*** EXERCISE MATERIAL ***

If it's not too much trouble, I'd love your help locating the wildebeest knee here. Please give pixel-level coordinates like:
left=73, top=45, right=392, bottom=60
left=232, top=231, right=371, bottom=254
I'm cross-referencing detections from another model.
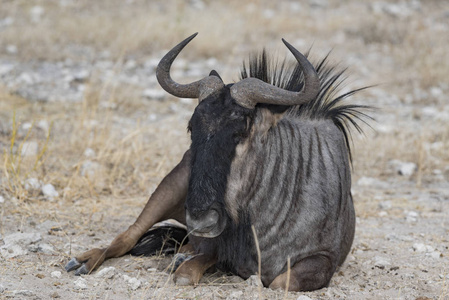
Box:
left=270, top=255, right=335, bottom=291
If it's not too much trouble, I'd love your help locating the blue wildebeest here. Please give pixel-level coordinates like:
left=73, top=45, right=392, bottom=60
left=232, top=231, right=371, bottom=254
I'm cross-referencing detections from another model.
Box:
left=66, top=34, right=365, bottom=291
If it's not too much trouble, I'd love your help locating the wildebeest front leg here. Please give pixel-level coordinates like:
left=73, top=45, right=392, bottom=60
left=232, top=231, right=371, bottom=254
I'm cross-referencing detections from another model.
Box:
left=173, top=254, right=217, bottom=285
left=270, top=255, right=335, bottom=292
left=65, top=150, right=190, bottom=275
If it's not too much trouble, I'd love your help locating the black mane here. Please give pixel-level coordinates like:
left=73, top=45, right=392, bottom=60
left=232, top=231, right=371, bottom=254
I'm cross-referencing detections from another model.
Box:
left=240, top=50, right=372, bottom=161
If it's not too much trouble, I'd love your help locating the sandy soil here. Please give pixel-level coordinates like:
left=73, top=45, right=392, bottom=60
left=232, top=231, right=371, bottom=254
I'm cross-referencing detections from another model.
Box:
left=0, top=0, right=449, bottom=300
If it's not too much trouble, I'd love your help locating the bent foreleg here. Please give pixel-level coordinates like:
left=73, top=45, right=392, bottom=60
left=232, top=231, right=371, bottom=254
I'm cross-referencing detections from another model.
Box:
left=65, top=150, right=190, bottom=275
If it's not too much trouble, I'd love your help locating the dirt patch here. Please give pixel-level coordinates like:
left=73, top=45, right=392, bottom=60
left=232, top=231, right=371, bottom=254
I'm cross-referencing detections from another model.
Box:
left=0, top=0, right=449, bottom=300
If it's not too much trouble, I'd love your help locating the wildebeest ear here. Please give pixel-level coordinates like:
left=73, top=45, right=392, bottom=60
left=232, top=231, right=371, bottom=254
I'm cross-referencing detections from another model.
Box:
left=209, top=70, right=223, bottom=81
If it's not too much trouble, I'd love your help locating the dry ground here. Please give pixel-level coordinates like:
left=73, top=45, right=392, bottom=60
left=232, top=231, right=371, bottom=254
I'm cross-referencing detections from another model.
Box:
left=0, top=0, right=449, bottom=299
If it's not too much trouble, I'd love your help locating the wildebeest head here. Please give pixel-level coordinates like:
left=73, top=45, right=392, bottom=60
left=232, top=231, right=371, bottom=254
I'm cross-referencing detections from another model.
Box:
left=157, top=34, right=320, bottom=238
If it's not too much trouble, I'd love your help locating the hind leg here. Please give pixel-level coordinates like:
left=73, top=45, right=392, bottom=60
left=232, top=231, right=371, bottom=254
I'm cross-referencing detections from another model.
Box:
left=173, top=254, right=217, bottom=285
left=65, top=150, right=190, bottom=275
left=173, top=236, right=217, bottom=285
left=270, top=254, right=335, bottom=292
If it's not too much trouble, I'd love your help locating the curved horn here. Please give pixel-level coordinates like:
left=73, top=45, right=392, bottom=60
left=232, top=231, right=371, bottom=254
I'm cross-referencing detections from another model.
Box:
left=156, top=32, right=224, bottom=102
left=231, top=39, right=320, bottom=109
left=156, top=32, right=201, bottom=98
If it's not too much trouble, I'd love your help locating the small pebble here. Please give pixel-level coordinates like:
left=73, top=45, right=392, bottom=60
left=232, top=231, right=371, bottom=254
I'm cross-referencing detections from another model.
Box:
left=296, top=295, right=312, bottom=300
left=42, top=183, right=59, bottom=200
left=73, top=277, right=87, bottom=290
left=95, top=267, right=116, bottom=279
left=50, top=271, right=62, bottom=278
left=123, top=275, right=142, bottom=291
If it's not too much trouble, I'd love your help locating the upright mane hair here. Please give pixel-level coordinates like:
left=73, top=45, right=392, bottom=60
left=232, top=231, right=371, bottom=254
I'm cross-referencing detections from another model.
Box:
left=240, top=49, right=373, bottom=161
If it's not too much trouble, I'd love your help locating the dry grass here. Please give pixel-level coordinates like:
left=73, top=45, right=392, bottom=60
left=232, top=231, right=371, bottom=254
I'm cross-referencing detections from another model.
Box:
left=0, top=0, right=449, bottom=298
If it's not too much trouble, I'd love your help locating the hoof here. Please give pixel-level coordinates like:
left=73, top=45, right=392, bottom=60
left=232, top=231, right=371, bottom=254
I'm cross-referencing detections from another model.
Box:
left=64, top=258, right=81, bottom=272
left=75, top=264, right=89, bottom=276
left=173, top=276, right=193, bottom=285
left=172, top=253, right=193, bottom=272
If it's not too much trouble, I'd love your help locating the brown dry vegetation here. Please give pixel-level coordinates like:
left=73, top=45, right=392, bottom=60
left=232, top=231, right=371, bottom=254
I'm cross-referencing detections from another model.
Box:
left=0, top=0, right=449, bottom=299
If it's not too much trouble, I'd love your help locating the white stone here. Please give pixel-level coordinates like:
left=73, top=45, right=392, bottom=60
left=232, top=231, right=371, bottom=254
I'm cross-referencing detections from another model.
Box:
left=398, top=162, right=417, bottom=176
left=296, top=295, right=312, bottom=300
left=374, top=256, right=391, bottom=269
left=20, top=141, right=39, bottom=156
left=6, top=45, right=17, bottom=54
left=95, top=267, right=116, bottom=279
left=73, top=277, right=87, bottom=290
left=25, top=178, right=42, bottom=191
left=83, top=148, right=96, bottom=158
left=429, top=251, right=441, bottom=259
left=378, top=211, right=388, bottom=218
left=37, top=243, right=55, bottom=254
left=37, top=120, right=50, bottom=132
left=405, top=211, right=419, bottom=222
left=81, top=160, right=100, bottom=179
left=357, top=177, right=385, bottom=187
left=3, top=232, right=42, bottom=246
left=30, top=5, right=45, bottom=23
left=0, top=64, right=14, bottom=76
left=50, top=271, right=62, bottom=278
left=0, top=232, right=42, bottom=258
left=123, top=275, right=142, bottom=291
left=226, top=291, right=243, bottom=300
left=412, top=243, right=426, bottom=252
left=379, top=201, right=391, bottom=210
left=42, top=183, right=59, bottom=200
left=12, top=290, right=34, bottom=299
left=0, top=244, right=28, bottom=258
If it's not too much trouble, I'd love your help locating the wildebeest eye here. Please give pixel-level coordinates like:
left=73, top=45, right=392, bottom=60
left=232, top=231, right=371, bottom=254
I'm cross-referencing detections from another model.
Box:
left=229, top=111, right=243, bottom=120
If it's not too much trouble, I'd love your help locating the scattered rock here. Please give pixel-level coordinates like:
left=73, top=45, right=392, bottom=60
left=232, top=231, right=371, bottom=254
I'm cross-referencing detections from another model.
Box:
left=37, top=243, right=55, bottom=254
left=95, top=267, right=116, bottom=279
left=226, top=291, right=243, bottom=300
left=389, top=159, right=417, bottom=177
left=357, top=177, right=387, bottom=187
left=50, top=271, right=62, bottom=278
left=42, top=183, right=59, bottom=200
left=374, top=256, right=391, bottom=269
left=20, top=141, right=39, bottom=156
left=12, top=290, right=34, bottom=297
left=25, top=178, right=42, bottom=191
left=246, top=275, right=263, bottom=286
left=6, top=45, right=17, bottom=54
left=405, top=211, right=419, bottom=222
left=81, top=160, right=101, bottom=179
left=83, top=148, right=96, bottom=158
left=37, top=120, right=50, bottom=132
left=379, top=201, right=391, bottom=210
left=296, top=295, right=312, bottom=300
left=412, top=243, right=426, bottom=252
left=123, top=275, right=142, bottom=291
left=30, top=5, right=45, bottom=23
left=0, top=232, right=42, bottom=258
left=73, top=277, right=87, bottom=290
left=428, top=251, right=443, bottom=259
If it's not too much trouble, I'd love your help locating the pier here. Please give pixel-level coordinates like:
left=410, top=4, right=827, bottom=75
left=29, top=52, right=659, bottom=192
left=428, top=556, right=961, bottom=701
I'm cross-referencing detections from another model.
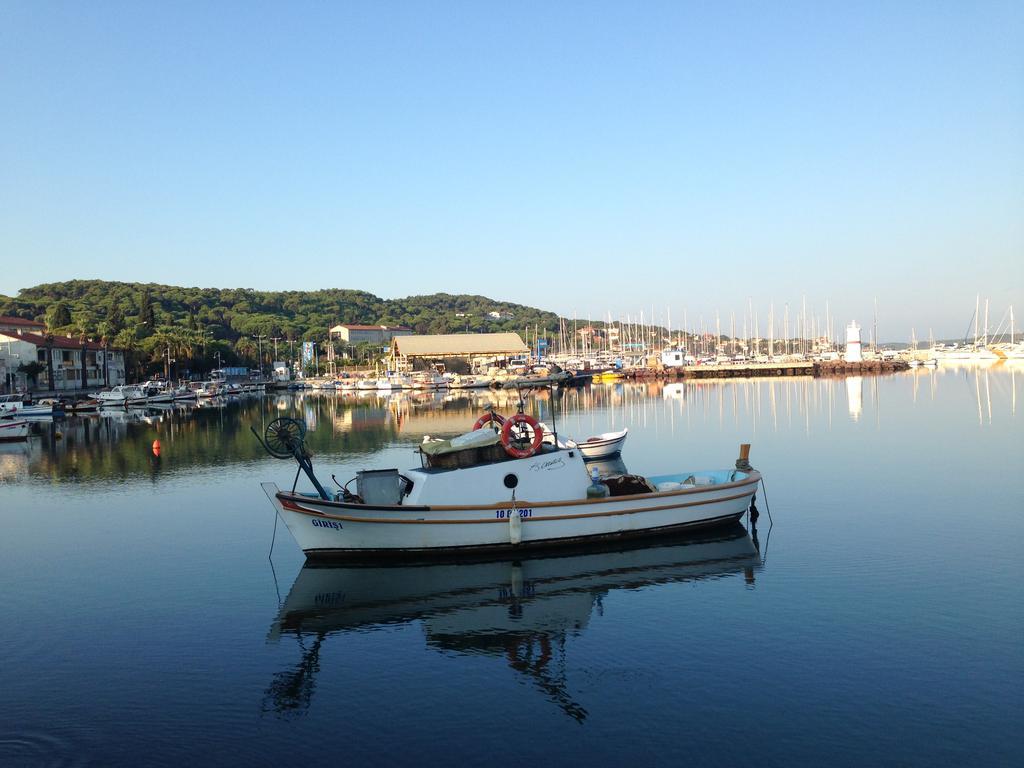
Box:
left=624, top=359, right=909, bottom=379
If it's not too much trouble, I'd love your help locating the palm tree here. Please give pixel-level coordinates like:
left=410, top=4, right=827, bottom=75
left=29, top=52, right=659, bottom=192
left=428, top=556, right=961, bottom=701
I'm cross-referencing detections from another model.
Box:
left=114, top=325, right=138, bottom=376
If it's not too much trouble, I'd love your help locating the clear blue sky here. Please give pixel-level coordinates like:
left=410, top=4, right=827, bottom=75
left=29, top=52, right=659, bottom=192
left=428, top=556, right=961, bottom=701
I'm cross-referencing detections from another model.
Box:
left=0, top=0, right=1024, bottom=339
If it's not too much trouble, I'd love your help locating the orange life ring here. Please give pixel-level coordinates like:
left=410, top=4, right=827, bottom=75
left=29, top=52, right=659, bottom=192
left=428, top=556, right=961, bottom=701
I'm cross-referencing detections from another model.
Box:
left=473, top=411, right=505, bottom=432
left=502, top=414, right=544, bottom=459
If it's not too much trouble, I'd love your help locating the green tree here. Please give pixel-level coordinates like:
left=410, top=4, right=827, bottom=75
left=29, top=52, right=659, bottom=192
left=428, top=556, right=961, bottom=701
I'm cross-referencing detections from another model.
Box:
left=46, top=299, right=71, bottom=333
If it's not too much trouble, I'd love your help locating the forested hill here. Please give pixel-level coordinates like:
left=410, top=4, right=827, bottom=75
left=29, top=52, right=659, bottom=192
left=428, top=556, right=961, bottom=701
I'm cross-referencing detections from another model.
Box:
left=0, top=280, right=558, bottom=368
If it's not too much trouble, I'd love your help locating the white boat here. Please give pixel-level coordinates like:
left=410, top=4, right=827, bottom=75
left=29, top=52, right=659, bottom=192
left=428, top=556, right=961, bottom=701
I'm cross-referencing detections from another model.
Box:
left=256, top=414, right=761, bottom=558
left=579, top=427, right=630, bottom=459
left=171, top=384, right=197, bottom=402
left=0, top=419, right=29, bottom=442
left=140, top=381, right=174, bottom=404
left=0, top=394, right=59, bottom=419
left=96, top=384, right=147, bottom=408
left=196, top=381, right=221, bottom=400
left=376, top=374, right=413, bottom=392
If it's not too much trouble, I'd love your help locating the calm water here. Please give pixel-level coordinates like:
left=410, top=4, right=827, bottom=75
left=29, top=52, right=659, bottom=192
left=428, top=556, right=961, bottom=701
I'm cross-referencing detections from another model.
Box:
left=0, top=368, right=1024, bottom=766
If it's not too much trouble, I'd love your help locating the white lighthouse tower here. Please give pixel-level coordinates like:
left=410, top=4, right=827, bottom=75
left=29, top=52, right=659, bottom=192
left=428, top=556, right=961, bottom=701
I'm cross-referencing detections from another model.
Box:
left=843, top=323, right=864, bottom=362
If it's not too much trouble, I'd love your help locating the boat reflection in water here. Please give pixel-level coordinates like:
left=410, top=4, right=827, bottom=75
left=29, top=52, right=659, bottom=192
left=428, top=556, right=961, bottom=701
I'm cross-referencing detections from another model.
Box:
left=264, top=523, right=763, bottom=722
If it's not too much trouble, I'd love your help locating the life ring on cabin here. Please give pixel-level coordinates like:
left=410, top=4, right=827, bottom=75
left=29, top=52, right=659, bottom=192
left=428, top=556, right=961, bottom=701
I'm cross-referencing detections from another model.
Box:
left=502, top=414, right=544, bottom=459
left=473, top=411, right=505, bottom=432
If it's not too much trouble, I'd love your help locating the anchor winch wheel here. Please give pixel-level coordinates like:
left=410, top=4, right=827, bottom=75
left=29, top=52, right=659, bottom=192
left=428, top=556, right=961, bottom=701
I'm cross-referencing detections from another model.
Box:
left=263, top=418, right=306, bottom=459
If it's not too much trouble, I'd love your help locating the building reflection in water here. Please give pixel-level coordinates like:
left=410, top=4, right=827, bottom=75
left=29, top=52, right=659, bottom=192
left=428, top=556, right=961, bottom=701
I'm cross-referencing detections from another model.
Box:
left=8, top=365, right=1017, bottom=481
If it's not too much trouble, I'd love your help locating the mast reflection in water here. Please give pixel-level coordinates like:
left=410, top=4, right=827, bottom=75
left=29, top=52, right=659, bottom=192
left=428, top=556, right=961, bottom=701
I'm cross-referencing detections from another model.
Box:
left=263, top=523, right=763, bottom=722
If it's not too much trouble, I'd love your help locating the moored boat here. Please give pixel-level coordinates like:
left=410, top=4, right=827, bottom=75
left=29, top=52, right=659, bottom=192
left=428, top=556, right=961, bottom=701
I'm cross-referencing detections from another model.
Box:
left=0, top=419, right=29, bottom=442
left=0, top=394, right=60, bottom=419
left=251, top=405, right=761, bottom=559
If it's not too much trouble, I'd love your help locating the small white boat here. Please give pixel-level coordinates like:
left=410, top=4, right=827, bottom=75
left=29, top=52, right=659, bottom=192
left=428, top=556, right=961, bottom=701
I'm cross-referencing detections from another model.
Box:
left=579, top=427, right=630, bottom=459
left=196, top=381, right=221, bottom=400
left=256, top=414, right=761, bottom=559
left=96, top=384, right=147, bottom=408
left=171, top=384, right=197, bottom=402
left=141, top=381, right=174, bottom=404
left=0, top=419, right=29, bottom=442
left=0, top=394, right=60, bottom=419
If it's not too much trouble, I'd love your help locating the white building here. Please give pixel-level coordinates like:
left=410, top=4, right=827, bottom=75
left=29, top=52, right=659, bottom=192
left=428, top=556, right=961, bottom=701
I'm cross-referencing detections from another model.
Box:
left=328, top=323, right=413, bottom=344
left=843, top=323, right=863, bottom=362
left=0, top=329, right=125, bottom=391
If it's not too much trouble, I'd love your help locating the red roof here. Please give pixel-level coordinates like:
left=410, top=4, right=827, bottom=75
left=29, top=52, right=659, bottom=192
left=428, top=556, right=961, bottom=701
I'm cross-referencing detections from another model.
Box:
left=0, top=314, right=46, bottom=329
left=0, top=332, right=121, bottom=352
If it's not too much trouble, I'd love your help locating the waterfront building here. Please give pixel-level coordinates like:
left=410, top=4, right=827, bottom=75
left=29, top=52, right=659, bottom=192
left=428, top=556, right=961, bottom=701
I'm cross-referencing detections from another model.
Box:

***

• **TASK TO COMPLETE**
Rewrite the lines of the material as a numbered list, from the line holding "the wildebeest head" through the line holding "left=270, top=254, right=335, bottom=292", inclusive. Leave out any blank lines.

• **TASK RESULT**
1. If it's not too much trouble, I'd love your help locating the wildebeest head here. Please give pixel-level coordinates like:
2. left=73, top=45, right=392, bottom=60
3. left=232, top=231, right=371, bottom=254
4. I'm cross-referencing detections from another model.
5. Box:
6. left=157, top=34, right=320, bottom=238
7. If it's not too much trouble, I'd love your help locating the hind leg here. Please give pixel-level coordinates like:
8. left=73, top=45, right=392, bottom=60
9. left=232, top=231, right=371, bottom=254
10. I'm cross-referencing detections from another model.
11. Box:
12. left=173, top=254, right=217, bottom=285
13. left=65, top=150, right=190, bottom=275
14. left=173, top=236, right=217, bottom=285
15. left=270, top=254, right=335, bottom=292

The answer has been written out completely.